Work required –
All pictures are to be skipped; retype only the lines from the top of the entries through the line with "white hair in the image above.", both included.

Provided material –

⟨

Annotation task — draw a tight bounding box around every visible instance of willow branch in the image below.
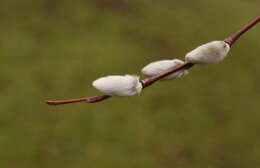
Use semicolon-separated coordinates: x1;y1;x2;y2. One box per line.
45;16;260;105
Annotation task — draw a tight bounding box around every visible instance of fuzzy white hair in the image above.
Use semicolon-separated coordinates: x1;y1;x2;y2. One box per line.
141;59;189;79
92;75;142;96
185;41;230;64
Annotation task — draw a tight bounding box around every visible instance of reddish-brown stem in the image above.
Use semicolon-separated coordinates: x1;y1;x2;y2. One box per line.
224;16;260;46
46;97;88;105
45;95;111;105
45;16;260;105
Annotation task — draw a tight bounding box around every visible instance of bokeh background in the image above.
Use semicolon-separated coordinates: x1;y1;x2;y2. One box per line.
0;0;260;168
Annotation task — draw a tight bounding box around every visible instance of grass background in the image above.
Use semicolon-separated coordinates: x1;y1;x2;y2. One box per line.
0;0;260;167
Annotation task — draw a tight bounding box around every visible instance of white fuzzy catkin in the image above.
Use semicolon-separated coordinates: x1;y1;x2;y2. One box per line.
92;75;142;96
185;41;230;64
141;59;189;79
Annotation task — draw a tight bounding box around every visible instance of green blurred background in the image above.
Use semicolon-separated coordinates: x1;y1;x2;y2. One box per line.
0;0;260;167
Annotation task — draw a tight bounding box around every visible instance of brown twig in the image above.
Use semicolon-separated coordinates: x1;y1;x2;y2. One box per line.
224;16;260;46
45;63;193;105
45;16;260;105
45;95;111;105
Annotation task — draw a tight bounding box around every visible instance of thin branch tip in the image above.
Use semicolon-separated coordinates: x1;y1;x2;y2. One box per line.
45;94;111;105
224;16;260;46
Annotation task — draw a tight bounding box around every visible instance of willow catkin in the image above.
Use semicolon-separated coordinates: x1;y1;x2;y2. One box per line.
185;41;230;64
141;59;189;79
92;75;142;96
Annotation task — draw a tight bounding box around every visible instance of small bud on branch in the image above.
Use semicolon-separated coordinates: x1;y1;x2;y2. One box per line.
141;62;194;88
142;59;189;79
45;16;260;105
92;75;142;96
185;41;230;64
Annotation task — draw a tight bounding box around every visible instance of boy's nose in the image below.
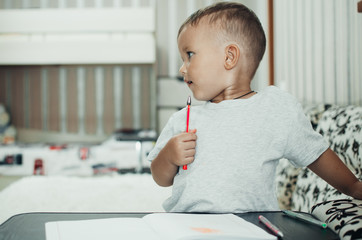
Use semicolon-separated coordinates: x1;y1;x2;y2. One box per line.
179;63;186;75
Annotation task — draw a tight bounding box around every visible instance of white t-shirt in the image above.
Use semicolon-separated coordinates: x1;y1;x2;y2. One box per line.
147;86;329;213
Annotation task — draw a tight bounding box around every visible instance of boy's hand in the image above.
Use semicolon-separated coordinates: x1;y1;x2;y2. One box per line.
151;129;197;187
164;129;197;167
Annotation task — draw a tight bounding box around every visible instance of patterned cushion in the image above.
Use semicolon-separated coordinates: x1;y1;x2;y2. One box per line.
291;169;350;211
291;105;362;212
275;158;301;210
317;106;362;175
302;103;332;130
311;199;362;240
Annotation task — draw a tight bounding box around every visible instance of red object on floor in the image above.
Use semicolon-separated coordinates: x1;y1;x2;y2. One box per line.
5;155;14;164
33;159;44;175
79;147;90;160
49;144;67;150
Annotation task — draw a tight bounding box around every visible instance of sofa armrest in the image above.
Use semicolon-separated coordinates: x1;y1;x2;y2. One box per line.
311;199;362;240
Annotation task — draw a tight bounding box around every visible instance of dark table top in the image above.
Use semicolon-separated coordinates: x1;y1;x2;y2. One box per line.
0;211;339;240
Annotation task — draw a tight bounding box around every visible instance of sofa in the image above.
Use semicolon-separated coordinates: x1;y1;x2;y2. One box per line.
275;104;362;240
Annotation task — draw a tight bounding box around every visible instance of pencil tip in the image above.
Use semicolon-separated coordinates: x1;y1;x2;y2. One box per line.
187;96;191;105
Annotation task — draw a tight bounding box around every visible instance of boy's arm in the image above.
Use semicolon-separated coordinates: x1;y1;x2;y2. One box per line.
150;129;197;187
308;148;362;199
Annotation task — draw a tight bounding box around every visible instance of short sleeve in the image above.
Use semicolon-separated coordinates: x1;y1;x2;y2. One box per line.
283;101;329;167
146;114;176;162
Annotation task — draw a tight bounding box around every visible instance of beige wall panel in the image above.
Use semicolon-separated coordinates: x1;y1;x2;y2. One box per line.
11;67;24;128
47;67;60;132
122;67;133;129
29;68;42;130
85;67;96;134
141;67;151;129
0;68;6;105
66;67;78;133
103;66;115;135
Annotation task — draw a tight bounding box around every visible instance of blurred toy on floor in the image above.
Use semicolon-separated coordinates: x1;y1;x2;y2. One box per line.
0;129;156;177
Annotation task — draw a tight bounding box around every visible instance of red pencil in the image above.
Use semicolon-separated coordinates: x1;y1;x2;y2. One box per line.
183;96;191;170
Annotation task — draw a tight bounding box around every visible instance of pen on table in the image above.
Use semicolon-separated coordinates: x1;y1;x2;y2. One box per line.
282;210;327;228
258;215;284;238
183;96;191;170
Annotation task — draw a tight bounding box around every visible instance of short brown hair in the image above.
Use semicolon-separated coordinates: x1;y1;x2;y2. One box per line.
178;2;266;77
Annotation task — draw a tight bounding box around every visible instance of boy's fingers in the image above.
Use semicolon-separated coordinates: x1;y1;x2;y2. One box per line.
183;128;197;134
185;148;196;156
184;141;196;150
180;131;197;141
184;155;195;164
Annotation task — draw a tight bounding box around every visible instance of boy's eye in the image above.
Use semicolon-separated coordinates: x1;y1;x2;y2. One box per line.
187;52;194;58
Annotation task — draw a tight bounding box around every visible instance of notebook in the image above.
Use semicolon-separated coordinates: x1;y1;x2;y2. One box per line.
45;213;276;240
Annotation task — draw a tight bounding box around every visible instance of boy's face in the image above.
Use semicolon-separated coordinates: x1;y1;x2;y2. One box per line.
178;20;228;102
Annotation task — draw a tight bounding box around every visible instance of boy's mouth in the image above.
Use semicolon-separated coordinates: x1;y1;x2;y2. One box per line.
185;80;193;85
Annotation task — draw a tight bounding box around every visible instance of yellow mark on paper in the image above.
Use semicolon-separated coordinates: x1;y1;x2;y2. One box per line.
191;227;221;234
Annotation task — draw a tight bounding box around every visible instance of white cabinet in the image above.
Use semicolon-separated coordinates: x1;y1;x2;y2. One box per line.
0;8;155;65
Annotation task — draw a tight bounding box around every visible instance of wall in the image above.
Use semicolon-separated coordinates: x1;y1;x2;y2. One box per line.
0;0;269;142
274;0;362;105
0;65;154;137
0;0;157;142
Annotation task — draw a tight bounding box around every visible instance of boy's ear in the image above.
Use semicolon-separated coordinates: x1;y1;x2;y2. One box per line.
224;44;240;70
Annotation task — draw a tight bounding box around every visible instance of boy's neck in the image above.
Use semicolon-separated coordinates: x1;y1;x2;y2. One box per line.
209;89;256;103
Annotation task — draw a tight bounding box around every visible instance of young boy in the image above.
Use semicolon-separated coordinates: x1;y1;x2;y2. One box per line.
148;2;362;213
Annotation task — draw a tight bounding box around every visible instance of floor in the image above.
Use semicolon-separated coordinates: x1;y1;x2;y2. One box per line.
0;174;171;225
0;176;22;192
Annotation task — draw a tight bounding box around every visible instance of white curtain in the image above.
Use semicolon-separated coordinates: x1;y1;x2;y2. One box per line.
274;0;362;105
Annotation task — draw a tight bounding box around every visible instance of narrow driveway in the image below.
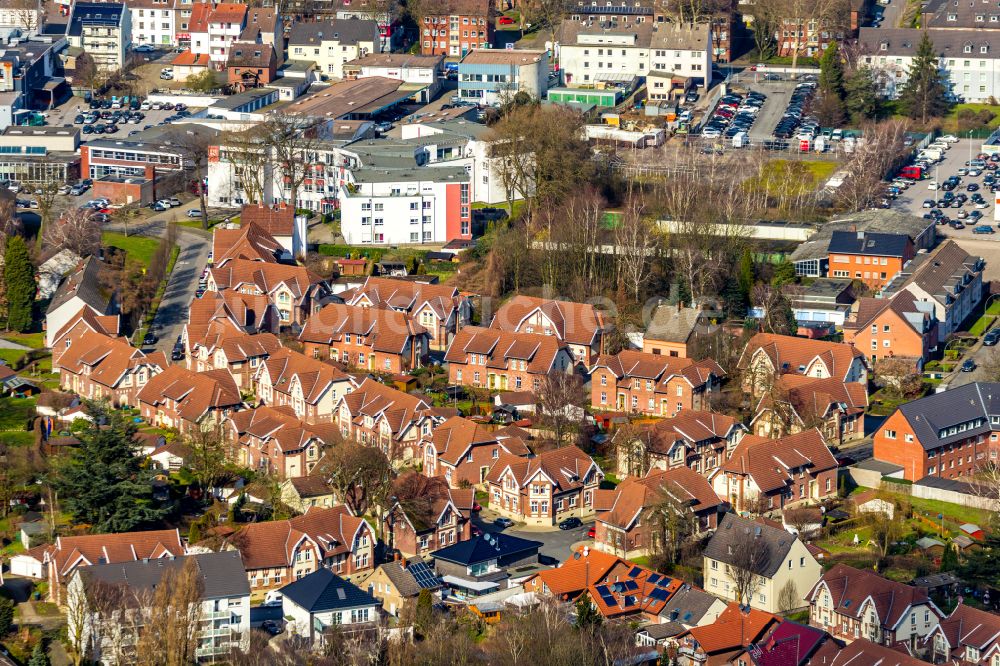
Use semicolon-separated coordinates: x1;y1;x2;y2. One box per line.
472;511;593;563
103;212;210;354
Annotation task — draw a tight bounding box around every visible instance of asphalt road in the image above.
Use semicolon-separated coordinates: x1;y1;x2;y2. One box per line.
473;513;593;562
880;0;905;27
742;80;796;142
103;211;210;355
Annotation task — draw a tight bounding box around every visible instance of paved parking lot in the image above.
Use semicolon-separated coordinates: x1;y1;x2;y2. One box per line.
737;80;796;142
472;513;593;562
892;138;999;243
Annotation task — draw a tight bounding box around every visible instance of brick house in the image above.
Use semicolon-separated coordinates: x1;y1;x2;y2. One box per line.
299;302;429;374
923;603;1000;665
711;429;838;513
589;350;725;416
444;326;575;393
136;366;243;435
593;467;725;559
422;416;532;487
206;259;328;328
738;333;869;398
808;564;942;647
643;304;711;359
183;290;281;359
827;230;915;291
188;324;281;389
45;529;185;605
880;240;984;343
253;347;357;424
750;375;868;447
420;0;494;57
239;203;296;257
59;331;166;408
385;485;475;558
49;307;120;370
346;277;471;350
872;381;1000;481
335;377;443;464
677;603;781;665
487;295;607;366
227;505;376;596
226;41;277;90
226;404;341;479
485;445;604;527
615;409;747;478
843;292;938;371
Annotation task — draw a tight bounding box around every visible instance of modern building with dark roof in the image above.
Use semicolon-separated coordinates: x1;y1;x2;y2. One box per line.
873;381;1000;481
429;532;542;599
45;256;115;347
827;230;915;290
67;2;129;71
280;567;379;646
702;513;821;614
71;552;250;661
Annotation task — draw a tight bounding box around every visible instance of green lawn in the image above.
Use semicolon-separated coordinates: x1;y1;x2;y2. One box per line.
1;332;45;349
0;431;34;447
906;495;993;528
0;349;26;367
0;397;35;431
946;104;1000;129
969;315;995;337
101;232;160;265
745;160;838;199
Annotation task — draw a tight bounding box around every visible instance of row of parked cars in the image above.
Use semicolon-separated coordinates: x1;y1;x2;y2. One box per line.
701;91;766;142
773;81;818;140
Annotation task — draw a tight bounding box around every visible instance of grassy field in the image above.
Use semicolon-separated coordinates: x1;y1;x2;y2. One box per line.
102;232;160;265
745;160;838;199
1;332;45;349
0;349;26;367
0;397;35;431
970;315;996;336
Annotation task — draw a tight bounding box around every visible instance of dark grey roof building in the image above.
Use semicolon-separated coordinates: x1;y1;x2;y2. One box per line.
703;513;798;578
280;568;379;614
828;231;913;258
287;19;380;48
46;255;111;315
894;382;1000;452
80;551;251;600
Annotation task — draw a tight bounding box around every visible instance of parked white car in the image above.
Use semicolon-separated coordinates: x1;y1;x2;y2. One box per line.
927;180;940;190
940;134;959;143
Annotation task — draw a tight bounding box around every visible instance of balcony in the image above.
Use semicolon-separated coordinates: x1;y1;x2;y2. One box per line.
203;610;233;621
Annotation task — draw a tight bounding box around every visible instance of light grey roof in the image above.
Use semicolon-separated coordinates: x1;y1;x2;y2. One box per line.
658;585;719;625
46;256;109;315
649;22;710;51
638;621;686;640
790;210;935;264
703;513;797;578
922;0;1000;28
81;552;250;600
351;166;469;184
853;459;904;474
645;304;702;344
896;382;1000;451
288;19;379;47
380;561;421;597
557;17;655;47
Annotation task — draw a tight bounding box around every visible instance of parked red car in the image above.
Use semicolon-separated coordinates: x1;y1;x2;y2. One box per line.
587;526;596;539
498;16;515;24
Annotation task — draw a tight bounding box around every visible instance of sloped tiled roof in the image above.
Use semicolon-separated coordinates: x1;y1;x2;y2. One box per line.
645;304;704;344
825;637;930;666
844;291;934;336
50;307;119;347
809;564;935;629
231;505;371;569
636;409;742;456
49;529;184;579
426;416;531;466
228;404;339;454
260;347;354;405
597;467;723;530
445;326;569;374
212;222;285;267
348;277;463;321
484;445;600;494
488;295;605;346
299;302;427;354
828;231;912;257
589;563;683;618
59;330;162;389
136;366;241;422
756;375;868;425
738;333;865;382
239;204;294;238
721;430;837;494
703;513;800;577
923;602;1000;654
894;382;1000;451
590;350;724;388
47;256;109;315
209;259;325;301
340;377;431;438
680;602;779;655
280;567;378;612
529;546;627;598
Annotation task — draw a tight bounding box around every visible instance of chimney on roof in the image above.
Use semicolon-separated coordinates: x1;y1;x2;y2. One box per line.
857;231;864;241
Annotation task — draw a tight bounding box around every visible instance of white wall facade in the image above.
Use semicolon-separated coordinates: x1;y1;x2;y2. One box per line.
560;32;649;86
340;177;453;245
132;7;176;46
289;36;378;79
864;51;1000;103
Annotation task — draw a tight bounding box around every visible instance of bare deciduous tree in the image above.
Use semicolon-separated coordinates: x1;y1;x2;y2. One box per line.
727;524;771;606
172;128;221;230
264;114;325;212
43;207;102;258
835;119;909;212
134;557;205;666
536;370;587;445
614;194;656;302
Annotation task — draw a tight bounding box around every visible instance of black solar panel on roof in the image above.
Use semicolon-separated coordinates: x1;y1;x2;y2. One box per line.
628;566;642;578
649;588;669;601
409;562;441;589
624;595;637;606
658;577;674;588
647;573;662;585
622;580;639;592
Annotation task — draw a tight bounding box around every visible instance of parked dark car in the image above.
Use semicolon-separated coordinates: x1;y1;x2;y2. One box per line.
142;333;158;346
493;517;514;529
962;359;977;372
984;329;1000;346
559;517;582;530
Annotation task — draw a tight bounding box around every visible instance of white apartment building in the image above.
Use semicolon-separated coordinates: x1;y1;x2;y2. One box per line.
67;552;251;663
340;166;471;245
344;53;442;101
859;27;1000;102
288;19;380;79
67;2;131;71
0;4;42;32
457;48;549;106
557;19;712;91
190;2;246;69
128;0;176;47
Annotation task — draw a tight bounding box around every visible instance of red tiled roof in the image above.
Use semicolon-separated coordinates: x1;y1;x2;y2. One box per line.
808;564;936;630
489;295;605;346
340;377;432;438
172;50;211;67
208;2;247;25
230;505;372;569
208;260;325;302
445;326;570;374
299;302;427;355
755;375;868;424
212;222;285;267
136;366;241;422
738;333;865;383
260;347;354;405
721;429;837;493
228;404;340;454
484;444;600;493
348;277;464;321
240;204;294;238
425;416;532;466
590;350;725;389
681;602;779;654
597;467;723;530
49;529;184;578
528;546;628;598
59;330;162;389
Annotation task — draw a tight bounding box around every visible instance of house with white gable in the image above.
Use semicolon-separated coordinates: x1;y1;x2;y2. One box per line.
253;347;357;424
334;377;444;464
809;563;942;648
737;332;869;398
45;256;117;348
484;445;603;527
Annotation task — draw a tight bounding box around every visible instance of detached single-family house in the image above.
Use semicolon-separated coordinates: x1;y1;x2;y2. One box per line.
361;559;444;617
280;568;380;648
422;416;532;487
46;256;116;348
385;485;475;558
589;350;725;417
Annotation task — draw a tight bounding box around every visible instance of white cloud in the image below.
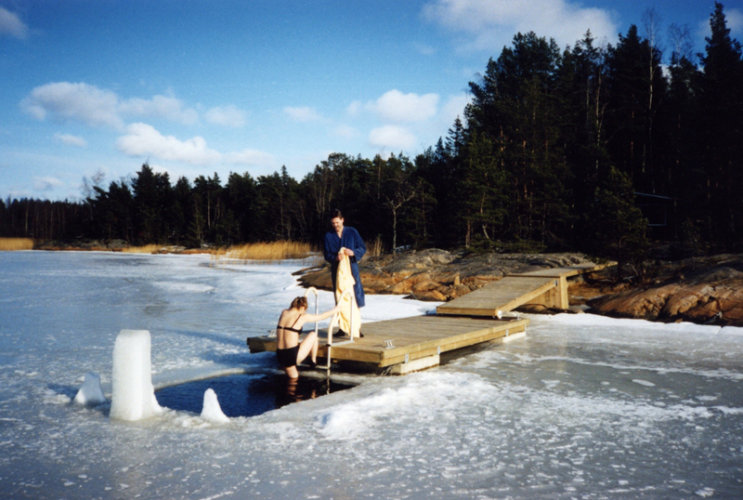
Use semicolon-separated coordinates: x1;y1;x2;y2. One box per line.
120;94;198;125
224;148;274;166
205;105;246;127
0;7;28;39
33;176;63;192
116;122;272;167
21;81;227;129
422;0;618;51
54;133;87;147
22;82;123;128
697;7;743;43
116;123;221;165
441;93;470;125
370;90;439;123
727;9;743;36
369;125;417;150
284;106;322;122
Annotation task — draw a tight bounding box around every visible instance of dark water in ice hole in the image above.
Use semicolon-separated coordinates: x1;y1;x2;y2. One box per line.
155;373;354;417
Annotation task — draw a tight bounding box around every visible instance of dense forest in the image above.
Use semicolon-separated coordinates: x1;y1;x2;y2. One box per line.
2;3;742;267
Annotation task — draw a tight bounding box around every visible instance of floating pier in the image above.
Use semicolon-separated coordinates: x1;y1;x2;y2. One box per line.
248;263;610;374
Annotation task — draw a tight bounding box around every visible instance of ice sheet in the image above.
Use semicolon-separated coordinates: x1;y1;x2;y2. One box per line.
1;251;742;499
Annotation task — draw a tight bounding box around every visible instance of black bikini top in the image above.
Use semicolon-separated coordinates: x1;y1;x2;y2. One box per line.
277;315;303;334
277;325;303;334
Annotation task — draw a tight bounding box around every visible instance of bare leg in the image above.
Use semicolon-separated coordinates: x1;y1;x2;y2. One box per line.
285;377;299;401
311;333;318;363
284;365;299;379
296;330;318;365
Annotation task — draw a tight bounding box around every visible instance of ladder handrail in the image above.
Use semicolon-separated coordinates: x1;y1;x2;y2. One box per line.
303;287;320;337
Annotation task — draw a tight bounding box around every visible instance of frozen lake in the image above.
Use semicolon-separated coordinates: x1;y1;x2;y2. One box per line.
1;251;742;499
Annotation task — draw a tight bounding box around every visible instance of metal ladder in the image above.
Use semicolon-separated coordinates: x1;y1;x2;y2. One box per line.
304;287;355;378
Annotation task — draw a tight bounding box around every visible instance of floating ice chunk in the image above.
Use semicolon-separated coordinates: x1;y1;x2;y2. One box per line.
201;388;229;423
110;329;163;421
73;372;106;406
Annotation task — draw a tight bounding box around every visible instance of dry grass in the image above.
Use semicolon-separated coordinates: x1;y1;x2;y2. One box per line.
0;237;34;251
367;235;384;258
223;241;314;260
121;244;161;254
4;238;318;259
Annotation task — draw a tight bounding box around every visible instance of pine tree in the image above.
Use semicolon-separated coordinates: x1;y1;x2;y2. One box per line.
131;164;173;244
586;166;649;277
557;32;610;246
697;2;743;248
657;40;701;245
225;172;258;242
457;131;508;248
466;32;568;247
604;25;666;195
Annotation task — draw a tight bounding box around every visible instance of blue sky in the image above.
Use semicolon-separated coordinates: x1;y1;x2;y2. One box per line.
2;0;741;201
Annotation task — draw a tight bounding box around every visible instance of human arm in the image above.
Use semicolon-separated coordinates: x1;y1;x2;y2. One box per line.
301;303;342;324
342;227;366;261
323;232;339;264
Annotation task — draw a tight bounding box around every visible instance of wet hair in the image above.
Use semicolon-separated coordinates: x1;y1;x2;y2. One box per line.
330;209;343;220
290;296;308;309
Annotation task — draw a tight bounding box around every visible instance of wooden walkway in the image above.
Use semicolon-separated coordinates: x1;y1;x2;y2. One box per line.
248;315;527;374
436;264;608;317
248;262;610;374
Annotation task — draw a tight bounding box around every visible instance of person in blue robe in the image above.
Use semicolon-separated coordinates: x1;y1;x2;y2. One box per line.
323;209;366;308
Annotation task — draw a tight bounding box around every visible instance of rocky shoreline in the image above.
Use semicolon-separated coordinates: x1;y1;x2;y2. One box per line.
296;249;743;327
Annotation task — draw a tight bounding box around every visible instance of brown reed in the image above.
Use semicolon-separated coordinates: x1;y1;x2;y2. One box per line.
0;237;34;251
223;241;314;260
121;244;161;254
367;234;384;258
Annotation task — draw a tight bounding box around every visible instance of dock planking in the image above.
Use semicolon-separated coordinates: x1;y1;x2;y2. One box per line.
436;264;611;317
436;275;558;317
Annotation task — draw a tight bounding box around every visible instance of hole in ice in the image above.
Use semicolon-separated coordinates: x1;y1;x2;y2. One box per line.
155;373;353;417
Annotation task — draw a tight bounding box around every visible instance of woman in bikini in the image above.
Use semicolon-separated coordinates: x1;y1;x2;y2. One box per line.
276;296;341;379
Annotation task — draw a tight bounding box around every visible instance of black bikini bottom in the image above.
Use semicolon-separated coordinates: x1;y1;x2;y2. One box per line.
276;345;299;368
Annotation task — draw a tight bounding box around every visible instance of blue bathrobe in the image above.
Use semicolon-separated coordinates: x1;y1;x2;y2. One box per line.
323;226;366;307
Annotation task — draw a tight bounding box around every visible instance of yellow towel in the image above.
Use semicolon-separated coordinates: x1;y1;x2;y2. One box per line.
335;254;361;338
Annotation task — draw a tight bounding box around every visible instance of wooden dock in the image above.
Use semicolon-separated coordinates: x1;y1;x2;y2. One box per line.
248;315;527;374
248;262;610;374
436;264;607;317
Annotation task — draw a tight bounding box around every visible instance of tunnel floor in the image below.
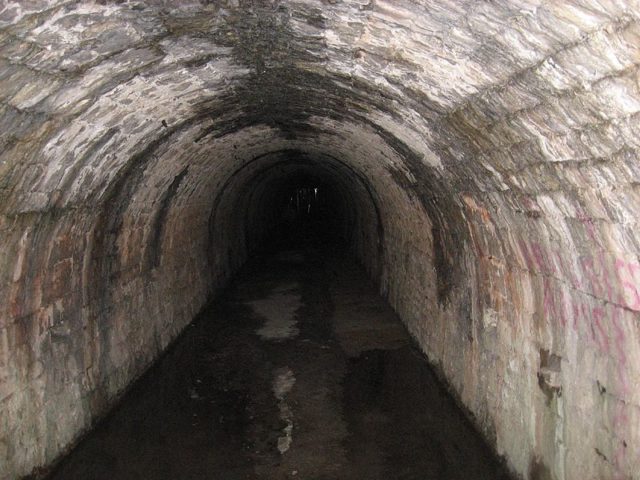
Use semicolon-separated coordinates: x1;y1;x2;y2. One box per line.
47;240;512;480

⟩

Task solution –
Annotation task — draw a tight bounding box around every visible instance of willow branch in the image below.
Use semicolon-separated coordinates: x1;y1;x2;y2. One box per line.
45;16;260;105
Annotation task — draw a tight bounding box around every visible instance of fuzzy white hair in the image above.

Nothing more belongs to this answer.